Task statement - Could every line below be transcribed exactly, with the pictures dropped?
______________________________
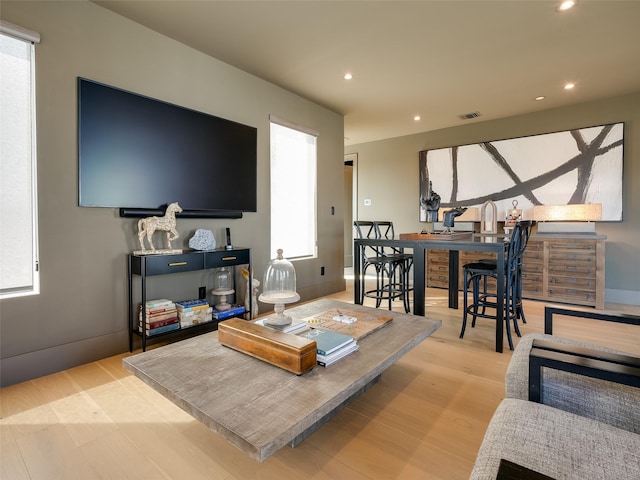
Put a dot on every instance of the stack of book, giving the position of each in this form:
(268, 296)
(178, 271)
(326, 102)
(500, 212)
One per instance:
(231, 312)
(161, 316)
(193, 312)
(331, 346)
(295, 327)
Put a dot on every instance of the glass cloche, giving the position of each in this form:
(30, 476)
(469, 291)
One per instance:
(279, 288)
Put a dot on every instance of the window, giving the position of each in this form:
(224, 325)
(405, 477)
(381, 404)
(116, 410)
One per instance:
______________________________
Response box -
Put a dot on every instance of the stack of book, giving the position of each in this form:
(268, 296)
(178, 271)
(326, 102)
(500, 212)
One per instance:
(231, 312)
(161, 316)
(193, 312)
(331, 346)
(295, 327)
Put a dot on every instance of the glass cloche, giving the position of each in this form:
(30, 476)
(469, 291)
One per instance:
(279, 288)
Put a dot on every instance of the window, giving the position of each in this form:
(224, 325)
(405, 477)
(381, 404)
(116, 410)
One per instance:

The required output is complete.